- [PAGE]:
▼
Overwriting /root/ml.school/mnist/preprocessor.py


In [16]:
df = pd.read_csv(DATASET_FOLDER / "mnist_train.csv", nrows = 10)
df.shape

(10, 785)

### TESTING PREPROCESS

In [17]:
# from preprocessor import preprocess


# def print_baseline(split_name):
#     print()
#     print(f"Baseline {split_name}:")
#     with open(Path(directory) / f"{split_name}-baseline" / f"{split_name}-baseline.json") as baseline:
#         lines = [next(baseline) for _ in range(5)]
        
#     for l in lines:
#         print(l[:-1])
    

# with tempfile.TemporaryDirectory() as directory:
#     print (DATASET_FOLDER / "mnist_train.csv")
#     preprocess(
#         base_dir=directory, 
#         data_filepath= Path(DATASET_FOLDER) / "mnist_train.csv"
#         # data_filepath = TRAIN_SET_S3_URI
#     )
    
#     print(f"Folders: {os.listdir(directory)}")
    
#     print_baseline("train")
#     print_baseline("test")

In [18]:
dataset_location = ParameterString(
    name="dataset_location",
    default_value=TRAIN_SET_S3_URI,
)

preprocessor_destination = ParameterString(
    name="preprocessor_destination",
    default_value=f"{S3_FILEPATH}/preprocessing",
)

train_dataset_baseline_destination = ParameterString(
    name="train_dataset_baseline_destination",
    default_value=f"{S3_FILEPATH}/preprocessing/baselines/train",
)

test_dataset_baseline_destination = ParameterString(
    name="test_dataset_baseline_destination",
    default_value=f"{S3_FILEPATH}/preprocessing/baselines/test",
)

timestamp_signature = ParameterString(
    name="timestamp_signature",
    default_value="",
)

In [19]:
cache_config = CacheConfig(
    enable_caching=True, 
    expire_after="15d"
)

In [20]:
sklearn_processor = SKLearnProcessor(
    base_job_name="mnist-preprocessing",
    framework_version="0.23-1",
    instance_type='ml.t3.medium',
    instance_count=1,
    role=role,
)

In [21]:
preprocess_step = ProcessingStep(
    name="preprocessing",
    processor=sklearn_processor,
    inputs=[
        ProcessingInput(source=dataset_location, destination="/opt/ml/processing/input"),  
    ],
    outputs=[
        ProcessingOutput(output_name="train", source="/opt/ml/processing/train", destination=preprocessor_destination),
        ProcessingOutput(output_name="validation", source="/opt/ml/processing/validation", destination=preprocessor_destination),
        ProcessingOutput(output_name="test", source="/opt/ml/processing/test", destination=preprocessor_destination),
        ProcessingOutput(output_name="pipeline", source="/opt/ml/processing/pipeline", destination=preprocessor_destination),
        ProcessingOutput(output_name="train-baseline", source="/opt/ml/processing/train-baseline", destination=train_dataset_baseline_destination),
        ProcessingOutput(output_name="test-baseline", source="/opt/ml/processing/test-baseline", destination=test_dataset_baseline_destination),
    ],
    code=f"{MNIST_FOLDER}/preprocessor.py",
    cache_config=cache_config
)
▲
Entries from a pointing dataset
▼
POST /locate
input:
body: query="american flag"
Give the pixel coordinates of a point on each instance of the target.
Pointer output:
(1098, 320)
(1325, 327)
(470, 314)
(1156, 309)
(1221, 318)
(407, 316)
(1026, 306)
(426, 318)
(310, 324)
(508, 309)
▲
- [WHAT YOU NEED TO DO]:
#1 In the MNIST preprocessing notebook, after how long does the cache configuration set cached results to expire?
#2 Continue the MNIST preprocessing notebook from the point where it stops.

- [OUTPUTS]:
#1 15 days

#2
In [22]:
session1_pipeline1 = Pipeline(
    name="mnist-session1-pipeline",
    parameters=[
        dataset_location, 
        preprocessor_destination,
        train_dataset_baseline_destination,
        test_dataset_baseline_destination
    ],
    steps=[
        preprocess_step, 
    ]
)

### RUN PIPELINE FOR SESSION 1

In [23]:
# session1_pipeline1.upsert(role_arn=role)
# execution = session1_pipeline1.start()

## Training Model

In [24]:
from sagemaker.tuner import HyperparameterTuner
from sagemaker.inputs import TrainingInput
from sagemaker.workflow.steps import TuningStep
from sagemaker.parameter import IntegerParameter, ContinuousParameter
from sagemaker.inputs import TrainingInput
from sagemaker.tensorflow import TensorFlow
from sagemaker.pytorch import PyTorch
from sagemaker.workflow.steps import TrainingStep
from sagemaker.workflow.pipeline_context import PipelineSession

In [25]:
%%writefile {MNIST_FOLDER}/train.py

import argparse
import pandas as pd
import os
from pathlib import Path
import numpy as np
import tempfile
import logging

from sklearn.metrics import accuracy_score
import torch
import torch.nn as nn
import torch.optim as optim
from torch.utils.data import Dataset, DataLoader
from torchvision.transforms import ToTensor
from torchvision import models
from torchvision import datasets
import torch.distributed as dist
from torch.nn.parallel import DistributedDataParallel as DDP
import torch.multiprocessing as mp

import boto3

# import torchmetrics
# from torchmetrics.classification import MulticlassAccuracy
import time


logger = logging.getLogger(__name__)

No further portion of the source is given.